◆ **Given request**:
Extract the complete data exactly as given.

◆ **Given entries**:

---*---

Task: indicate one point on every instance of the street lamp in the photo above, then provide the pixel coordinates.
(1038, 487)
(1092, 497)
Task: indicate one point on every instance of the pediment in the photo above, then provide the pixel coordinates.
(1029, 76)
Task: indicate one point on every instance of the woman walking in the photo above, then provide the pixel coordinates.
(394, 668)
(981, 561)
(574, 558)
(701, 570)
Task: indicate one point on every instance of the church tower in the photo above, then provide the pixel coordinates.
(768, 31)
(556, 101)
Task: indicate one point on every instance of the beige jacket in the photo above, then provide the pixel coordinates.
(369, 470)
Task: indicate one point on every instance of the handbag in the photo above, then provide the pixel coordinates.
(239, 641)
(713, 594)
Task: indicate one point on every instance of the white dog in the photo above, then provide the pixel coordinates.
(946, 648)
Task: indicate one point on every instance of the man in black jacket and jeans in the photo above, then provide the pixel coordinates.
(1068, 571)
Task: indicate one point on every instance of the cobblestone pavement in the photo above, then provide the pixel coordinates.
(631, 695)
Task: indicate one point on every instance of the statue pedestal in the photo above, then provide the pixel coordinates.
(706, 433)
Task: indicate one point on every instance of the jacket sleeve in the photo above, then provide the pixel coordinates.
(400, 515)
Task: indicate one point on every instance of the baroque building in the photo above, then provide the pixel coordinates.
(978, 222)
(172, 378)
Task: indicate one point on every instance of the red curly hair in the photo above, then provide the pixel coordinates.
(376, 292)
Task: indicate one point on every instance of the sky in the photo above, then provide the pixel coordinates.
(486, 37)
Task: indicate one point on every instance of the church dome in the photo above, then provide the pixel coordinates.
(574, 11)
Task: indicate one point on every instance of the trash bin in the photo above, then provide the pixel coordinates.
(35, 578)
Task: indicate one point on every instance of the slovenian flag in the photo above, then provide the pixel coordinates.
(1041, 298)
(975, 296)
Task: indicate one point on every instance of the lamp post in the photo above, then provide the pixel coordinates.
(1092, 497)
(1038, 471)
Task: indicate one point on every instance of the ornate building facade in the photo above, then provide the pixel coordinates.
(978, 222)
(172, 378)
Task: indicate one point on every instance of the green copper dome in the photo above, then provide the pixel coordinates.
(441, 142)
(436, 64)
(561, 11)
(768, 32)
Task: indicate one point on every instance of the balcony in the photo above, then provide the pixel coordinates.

---*---

◆ **Solution to this problem**:
Task: indicate one point on every instance of the street lamp in the photo above, then provide the pixel coordinates.
(1038, 487)
(1092, 497)
Task: indicate one point on every instance of the pediment in the photo above, then provide the pixel coordinates.
(1029, 76)
Task: indicate one point on every instance of the woman walking in the photo above, then provide the pixel coordinates.
(394, 668)
(981, 561)
(574, 558)
(701, 570)
Task: indicate one point on every instance of the church tower in the photo above, then provide the pixel coordinates.
(768, 31)
(556, 101)
Task: indicate one point on every instance of the beige jacket in the photo above, then provide the pixel coordinates.
(369, 470)
Task: indicate one point on every instance of the handbag in the photo above, then provide the pixel coordinates.
(239, 641)
(713, 594)
Task: indicate one point on every instance of the white dog in the photo above, then provide the pixel coordinates.
(946, 648)
Task: indicate one point on every instance of the man in black jacket and jeans in the photo above, then provide the pixel coordinates.
(1068, 571)
Task: indicate one point on every instance of the cobblestone pavement in the photo above, then provide the pixel coordinates.
(631, 695)
Task: indicate one point on every instance of the statue pedestal in the photo above, then provide the pixel coordinates.
(706, 433)
Task: indicate one point on every instance of the jacket sleeve in the photo above, then provide the pixel coordinates.
(400, 515)
Task: indicate one point on every instance of the baroque building in the photo above, then provide the pixel coordinates.
(978, 222)
(172, 378)
Task: indicate one point on every instance of the red curly hair in the photo above, then provide the pixel coordinates.
(376, 292)
Task: indicate one point on every instance of the sky in the photo above, then provide the pixel coordinates.
(486, 37)
Task: indicate one point on every instance of the church dome in the photo above, then provide the pixel coordinates.
(574, 11)
Task: indicate one point on every instance of the trash bin in the photo above, then provide the pixel coordinates.
(35, 578)
Task: indicate one point on every instance of the slovenian flag in the photo above, then provide the pixel coordinates.
(1041, 298)
(975, 296)
Task: indicate one point on every instance of the lamp post in the photo above, then provide the pixel coordinates.
(1092, 497)
(1038, 471)
Task: indicate one point on every instance of the ornate building facade in the photo above, then provide the pixel coordinates.
(978, 222)
(172, 378)
Task: indicate one point on every instance of the green copper dome in the photo above, then provide the pixel coordinates.
(441, 142)
(436, 64)
(561, 11)
(768, 32)
Task: indicate one point on every instance of the balcony in the photo above, then provide the pixel coordinates.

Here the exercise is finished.